Source records
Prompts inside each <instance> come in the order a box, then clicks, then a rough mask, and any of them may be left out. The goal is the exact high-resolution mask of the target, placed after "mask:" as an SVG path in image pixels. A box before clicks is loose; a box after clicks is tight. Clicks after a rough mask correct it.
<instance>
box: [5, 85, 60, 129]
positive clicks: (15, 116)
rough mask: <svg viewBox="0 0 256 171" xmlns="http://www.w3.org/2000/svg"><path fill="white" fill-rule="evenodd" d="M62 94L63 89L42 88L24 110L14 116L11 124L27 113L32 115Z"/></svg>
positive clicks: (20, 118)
...
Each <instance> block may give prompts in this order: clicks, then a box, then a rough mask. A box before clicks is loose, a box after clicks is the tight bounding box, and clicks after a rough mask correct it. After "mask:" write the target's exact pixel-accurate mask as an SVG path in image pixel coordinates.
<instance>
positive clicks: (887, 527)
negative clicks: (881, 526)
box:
==
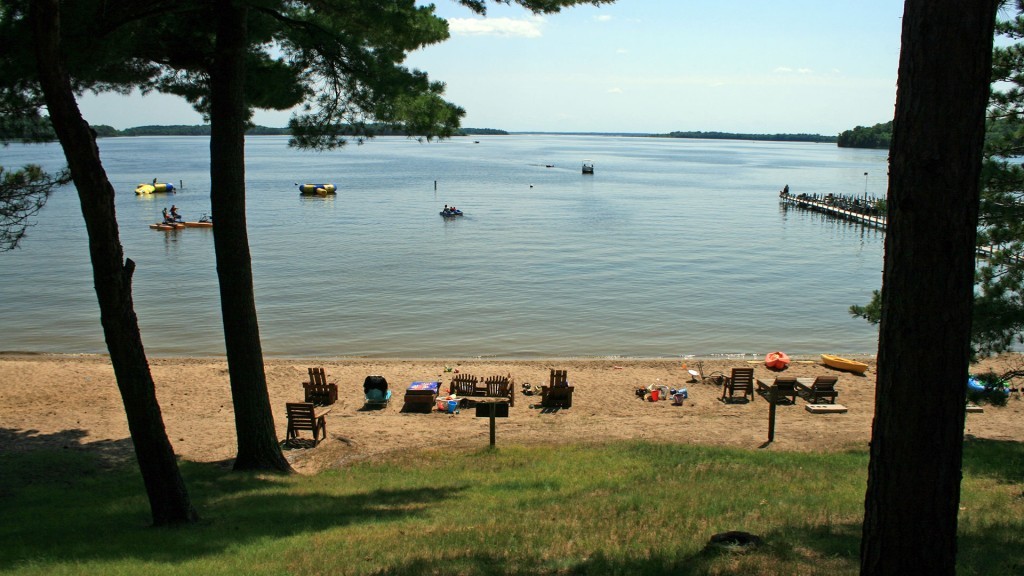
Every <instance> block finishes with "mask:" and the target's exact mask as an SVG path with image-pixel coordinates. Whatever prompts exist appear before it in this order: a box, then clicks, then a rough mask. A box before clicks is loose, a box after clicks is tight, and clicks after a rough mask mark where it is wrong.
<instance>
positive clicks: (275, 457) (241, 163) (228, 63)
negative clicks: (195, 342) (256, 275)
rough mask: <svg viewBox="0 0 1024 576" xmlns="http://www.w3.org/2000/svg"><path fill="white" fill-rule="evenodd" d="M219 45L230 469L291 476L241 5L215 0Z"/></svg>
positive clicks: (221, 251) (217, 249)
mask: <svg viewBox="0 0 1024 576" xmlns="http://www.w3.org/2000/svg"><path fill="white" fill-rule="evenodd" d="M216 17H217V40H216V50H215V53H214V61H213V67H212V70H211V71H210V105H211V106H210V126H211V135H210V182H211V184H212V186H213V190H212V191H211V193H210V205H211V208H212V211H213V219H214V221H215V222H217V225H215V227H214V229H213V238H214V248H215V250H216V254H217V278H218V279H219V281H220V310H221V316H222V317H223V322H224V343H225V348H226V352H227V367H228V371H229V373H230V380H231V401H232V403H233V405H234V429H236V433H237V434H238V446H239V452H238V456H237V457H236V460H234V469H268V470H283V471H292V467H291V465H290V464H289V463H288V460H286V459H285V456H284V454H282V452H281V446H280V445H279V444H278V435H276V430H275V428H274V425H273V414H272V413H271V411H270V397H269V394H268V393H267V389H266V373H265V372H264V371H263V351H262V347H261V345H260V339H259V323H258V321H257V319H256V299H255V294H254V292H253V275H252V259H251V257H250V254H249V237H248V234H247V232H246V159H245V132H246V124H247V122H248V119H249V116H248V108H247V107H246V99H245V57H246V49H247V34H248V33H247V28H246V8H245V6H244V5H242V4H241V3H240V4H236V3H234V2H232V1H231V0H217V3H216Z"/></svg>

● **What this task involves**:
Return, unchanged, the run of lines above that opens with the line containing "Every <instance> block" and closes with the line containing "negative clicks: (195, 342) (256, 275)". Include both.

● **Task response**:
Every <instance> block finishes with "mask:" and the target's exact mask as an SVG path with image-pixel coordinates. Whatever prompts exist appear before it in this order: a box, then clicks, then a rough mask. A box before clicks is loose, a box after clicks is tight, and clicks after a rough mask mark where it is wrong.
<instance>
positive clicks: (275, 457) (241, 163) (228, 63)
negative clicks: (195, 342) (256, 275)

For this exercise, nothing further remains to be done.